[[ Extracted material open ]]
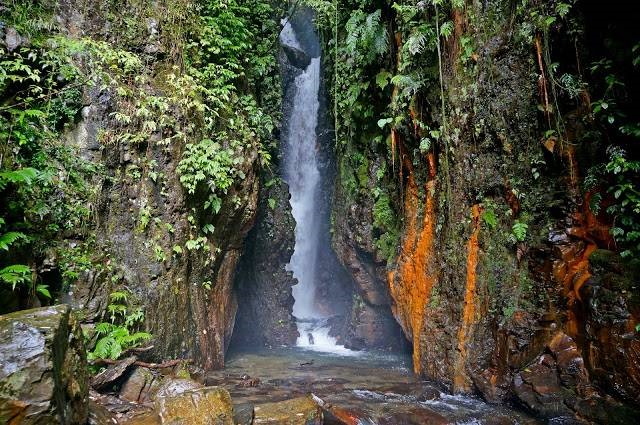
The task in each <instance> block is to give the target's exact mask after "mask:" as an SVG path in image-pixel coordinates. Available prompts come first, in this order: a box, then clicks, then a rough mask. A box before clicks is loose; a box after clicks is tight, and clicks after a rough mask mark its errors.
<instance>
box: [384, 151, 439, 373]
mask: <svg viewBox="0 0 640 425" xmlns="http://www.w3.org/2000/svg"><path fill="white" fill-rule="evenodd" d="M401 151H402V150H401ZM402 160H403V161H402V162H403V168H405V169H406V171H407V183H406V187H405V192H404V218H405V229H404V238H403V240H402V245H401V250H400V255H399V257H398V262H397V264H398V265H397V268H396V270H395V271H391V272H389V273H388V275H387V278H388V283H389V290H390V293H391V297H392V298H393V306H392V309H393V314H394V316H395V317H396V320H397V321H398V322H399V323H400V325H401V326H402V329H403V331H404V332H405V335H407V336H408V337H409V338H411V339H412V341H413V365H414V366H413V367H414V370H415V372H416V373H420V372H421V369H422V367H421V354H422V353H421V352H420V343H419V342H420V331H421V330H422V325H423V321H424V318H425V308H426V305H427V303H428V301H429V298H430V296H431V290H432V288H433V285H434V283H435V281H436V273H435V270H434V268H435V267H434V260H435V255H434V245H435V224H436V215H435V213H436V202H435V184H436V181H435V179H434V178H433V177H435V159H434V158H433V153H430V154H429V155H428V161H429V164H430V176H431V179H430V180H429V181H428V182H427V183H426V185H425V192H426V195H425V196H426V201H425V207H424V213H423V217H422V221H421V222H419V220H418V218H419V208H418V207H419V203H420V194H419V190H418V186H417V184H416V182H415V178H414V175H413V167H412V165H411V161H409V159H408V158H406V157H403V158H402Z"/></svg>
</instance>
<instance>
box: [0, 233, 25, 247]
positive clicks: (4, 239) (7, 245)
mask: <svg viewBox="0 0 640 425" xmlns="http://www.w3.org/2000/svg"><path fill="white" fill-rule="evenodd" d="M24 239H27V236H26V235H25V234H24V233H22V232H7V233H5V234H4V235H0V249H3V250H5V251H8V250H9V247H11V245H13V244H14V243H16V242H18V241H19V240H24Z"/></svg>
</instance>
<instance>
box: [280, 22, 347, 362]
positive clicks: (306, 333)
mask: <svg viewBox="0 0 640 425" xmlns="http://www.w3.org/2000/svg"><path fill="white" fill-rule="evenodd" d="M280 43H281V44H283V45H285V46H289V47H293V48H296V49H299V50H302V48H301V45H300V42H299V41H298V37H297V36H296V33H295V31H294V29H293V27H292V26H291V24H290V23H289V22H287V21H283V29H282V32H281V33H280ZM319 91H320V58H319V57H315V58H312V59H311V61H310V63H309V65H308V66H307V68H306V69H305V70H304V71H302V73H301V74H299V75H298V76H297V77H296V78H295V81H294V94H293V104H292V109H291V113H290V116H289V120H288V122H287V123H286V130H287V131H286V133H285V134H286V140H285V149H286V155H285V159H284V164H285V167H284V169H285V178H286V180H287V183H288V184H289V190H290V192H291V200H290V203H291V212H292V214H293V218H294V219H295V221H296V229H295V248H294V252H293V255H292V256H291V260H290V262H289V265H288V269H289V270H291V271H292V272H293V276H294V277H295V278H296V279H297V280H298V283H297V284H296V285H295V286H293V298H294V299H295V302H294V304H293V315H294V316H295V317H296V322H297V326H298V332H299V333H300V337H299V338H298V341H297V345H298V346H301V347H306V348H309V349H314V350H318V351H328V352H337V353H344V352H351V350H347V349H345V348H344V347H341V346H338V345H337V344H336V339H335V338H333V337H331V336H330V335H329V325H328V324H327V322H326V319H327V318H326V317H325V316H324V315H323V314H322V312H321V311H320V309H319V308H318V305H317V303H316V283H317V260H318V248H319V241H320V235H319V229H320V227H321V226H320V219H321V218H320V214H319V211H320V209H319V208H318V205H317V203H318V199H319V198H320V183H321V176H320V169H319V162H318V146H317V144H318V140H317V135H316V127H317V125H318V112H319V107H320V100H319Z"/></svg>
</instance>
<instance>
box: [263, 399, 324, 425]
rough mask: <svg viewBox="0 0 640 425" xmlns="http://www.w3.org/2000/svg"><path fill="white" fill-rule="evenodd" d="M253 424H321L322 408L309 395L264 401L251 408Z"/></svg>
mask: <svg viewBox="0 0 640 425" xmlns="http://www.w3.org/2000/svg"><path fill="white" fill-rule="evenodd" d="M253 415H254V416H253V424H254V425H322V423H323V422H322V409H321V408H320V406H318V405H317V404H316V403H315V402H314V401H313V400H312V399H311V398H309V397H300V398H294V399H291V400H286V401H281V402H276V403H265V404H260V405H257V406H255V407H254V408H253Z"/></svg>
[[ Extracted material closed ]]
**Task instructions**
Copy out every line of the material above exactly, skipping the pictures.

**Solution for this problem**
The task in each <instance> block is to give the target's exact mask after "mask:" as an SVG path in image-pixel coordinates. Available prompts come first, in this order: a box, then clicks, then a rough mask. A box before clicks is loose; a box after clicks is tight, and clicks after a rough mask mark its errors.
<instance>
box: [384, 151, 439, 373]
mask: <svg viewBox="0 0 640 425" xmlns="http://www.w3.org/2000/svg"><path fill="white" fill-rule="evenodd" d="M401 151H402V150H401ZM402 160H403V161H402V162H403V168H405V169H406V171H407V183H406V187H405V192H404V218H405V229H404V238H403V240H402V245H401V250H400V255H399V257H398V262H397V264H398V265H397V268H396V270H395V271H391V272H389V273H388V275H387V278H388V283H389V290H390V293H391V297H392V298H393V306H392V309H393V314H394V316H395V317H396V320H397V321H398V322H399V323H400V325H401V326H402V329H403V331H404V332H405V335H407V336H408V337H409V338H411V339H412V341H413V365H414V366H413V367H414V370H415V372H416V373H420V372H421V369H422V367H421V354H422V353H421V352H420V343H419V342H420V331H421V330H422V325H423V321H424V318H425V308H426V305H427V303H428V301H429V298H430V296H431V290H432V288H433V285H434V283H435V281H436V273H435V270H434V268H435V267H434V260H435V255H434V245H435V224H436V215H435V213H436V202H435V184H436V181H435V179H434V178H433V177H435V159H434V158H433V153H430V154H429V155H428V161H429V164H430V176H431V179H430V180H429V181H428V182H427V183H426V185H425V192H426V195H425V196H426V201H425V207H424V213H423V217H422V221H421V222H419V220H418V218H419V208H418V207H419V203H420V194H419V190H418V186H417V184H416V182H415V178H414V175H413V167H412V165H411V161H409V159H408V158H406V157H403V158H402Z"/></svg>
</instance>
<instance>
box: [0, 233, 25, 247]
positive clicks: (4, 239) (7, 245)
mask: <svg viewBox="0 0 640 425" xmlns="http://www.w3.org/2000/svg"><path fill="white" fill-rule="evenodd" d="M24 239H27V236H26V235H25V234H24V233H22V232H7V233H5V234H4V235H0V249H3V250H5V251H8V250H9V247H11V245H13V244H14V243H16V242H18V241H19V240H24Z"/></svg>
</instance>
<instance>
box: [280, 22, 347, 362]
positive clicks: (306, 333)
mask: <svg viewBox="0 0 640 425" xmlns="http://www.w3.org/2000/svg"><path fill="white" fill-rule="evenodd" d="M280 43H281V44H283V45H285V46H289V47H293V48H296V49H299V50H302V48H301V45H300V42H299V41H298V37H297V36H296V33H295V31H294V29H293V27H292V26H291V24H290V23H289V22H287V21H283V29H282V32H281V33H280ZM319 91H320V58H319V57H315V58H312V59H311V61H310V63H309V65H308V66H307V68H306V69H305V70H304V71H302V73H301V74H299V75H298V76H297V77H296V78H295V81H294V94H293V104H292V109H291V113H290V116H289V120H288V122H287V123H286V130H287V131H286V133H285V134H286V140H285V149H286V155H285V159H284V164H285V167H284V169H285V178H286V180H287V183H288V184H289V190H290V192H291V200H290V203H291V212H292V214H293V218H294V219H295V221H296V229H295V248H294V252H293V255H292V256H291V260H290V262H289V265H288V269H289V270H291V271H292V272H293V276H294V277H295V278H296V279H297V280H298V283H297V284H296V285H295V286H293V298H294V299H295V302H294V304H293V315H294V316H295V317H296V322H297V326H298V332H299V333H300V337H299V338H298V341H297V345H298V346H301V347H306V348H309V349H314V350H318V351H328V352H337V353H344V352H351V350H347V349H345V348H344V347H341V346H338V345H337V344H336V339H335V338H333V337H331V336H330V335H329V325H328V324H327V322H326V319H327V318H326V317H325V316H324V315H323V314H322V312H321V311H320V309H319V308H318V305H317V303H316V283H317V260H318V248H319V241H320V235H319V229H320V227H321V226H320V219H321V218H320V214H319V211H320V209H319V208H318V205H317V203H318V199H319V198H320V183H321V176H320V169H319V162H318V146H317V144H318V140H317V135H316V127H317V125H318V112H319V107H320V100H319Z"/></svg>
</instance>
<instance>
box: [263, 399, 324, 425]
rough mask: <svg viewBox="0 0 640 425" xmlns="http://www.w3.org/2000/svg"><path fill="white" fill-rule="evenodd" d="M253 424H321L322 408L309 395L264 401L251 408Z"/></svg>
mask: <svg viewBox="0 0 640 425" xmlns="http://www.w3.org/2000/svg"><path fill="white" fill-rule="evenodd" d="M253 415H254V416H253V424H254V425H322V423H323V422H322V409H321V408H320V406H318V405H317V404H316V403H315V402H314V401H313V400H312V399H311V398H309V397H300V398H294V399H291V400H286V401H281V402H276V403H265V404H260V405H257V406H255V407H254V408H253Z"/></svg>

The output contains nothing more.